PROBLEM: Pull out every line of the entries below that contains the string "curation". Matches must agree in case.

EXCERPTED RECORDS:
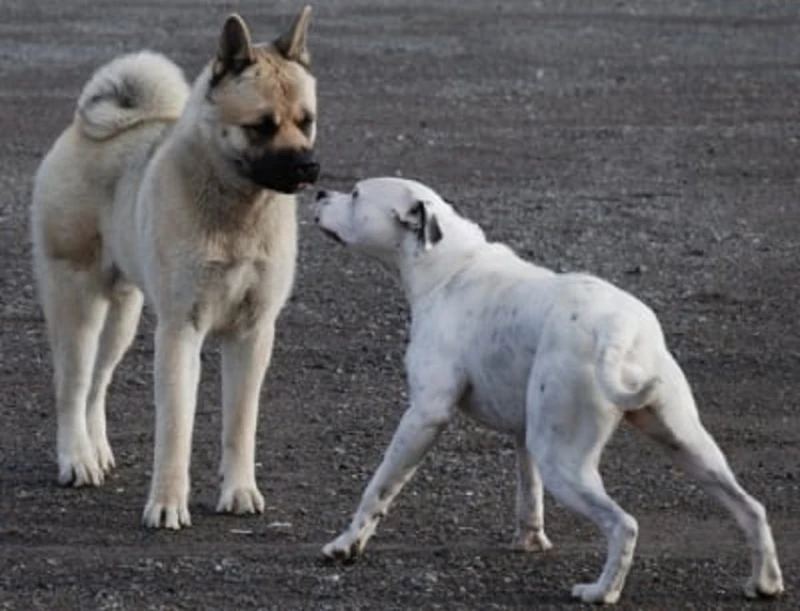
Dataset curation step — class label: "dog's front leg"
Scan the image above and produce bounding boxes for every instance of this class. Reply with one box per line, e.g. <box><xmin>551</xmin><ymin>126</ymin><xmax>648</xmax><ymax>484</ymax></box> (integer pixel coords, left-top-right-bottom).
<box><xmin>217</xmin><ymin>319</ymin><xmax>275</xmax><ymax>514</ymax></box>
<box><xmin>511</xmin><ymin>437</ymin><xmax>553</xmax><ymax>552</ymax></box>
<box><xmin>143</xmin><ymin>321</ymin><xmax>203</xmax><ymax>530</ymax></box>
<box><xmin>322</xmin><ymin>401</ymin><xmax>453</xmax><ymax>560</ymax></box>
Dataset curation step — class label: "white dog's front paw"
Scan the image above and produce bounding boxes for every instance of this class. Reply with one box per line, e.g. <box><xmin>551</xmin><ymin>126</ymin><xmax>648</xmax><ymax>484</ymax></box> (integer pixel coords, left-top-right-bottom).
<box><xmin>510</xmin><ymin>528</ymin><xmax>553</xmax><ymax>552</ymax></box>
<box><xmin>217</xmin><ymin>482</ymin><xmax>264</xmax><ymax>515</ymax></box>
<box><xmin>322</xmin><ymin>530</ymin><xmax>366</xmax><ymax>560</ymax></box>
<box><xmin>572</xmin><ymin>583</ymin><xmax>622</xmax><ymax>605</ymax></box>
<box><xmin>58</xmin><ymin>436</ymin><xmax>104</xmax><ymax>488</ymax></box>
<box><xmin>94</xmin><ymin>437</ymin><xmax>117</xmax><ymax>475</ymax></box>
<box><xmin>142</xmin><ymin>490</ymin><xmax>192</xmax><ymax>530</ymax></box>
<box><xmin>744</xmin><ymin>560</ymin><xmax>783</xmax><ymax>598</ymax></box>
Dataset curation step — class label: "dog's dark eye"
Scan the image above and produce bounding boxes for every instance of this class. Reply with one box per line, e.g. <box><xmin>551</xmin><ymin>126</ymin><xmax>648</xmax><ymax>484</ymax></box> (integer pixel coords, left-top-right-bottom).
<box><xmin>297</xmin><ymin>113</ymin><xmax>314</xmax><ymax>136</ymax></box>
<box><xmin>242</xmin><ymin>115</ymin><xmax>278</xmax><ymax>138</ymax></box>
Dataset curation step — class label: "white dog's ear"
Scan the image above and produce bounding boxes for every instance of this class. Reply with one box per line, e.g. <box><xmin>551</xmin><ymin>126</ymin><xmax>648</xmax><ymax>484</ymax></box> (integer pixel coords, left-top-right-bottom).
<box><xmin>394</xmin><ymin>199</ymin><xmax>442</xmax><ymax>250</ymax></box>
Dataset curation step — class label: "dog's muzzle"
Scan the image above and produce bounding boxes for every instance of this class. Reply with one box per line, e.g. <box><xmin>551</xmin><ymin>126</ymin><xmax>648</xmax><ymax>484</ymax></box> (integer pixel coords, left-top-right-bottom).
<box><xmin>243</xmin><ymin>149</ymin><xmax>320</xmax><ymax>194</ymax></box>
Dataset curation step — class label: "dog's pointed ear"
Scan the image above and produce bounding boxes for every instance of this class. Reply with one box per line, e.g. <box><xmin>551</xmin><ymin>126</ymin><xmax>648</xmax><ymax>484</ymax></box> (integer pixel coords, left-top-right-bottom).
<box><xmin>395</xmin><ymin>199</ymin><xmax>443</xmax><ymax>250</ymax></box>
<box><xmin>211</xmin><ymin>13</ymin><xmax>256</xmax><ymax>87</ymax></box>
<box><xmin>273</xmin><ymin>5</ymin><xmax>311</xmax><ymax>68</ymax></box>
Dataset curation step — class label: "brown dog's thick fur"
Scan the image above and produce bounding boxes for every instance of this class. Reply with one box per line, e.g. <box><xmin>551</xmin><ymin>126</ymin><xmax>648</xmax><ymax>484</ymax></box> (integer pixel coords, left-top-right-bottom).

ANSWER TO THE PROBLEM:
Dataset curation step — class label: "dog's front leg"
Dataset curation step — class label: "white dog's front paw"
Dataset curation step — class label: "dog's dark eye"
Dataset curation step — class label: "white dog's ear"
Dataset curation step — class label: "dog's muzzle"
Dataset curation step — class label: "dog's pointed ear"
Dataset curation step — class label: "brown dog's thick fur"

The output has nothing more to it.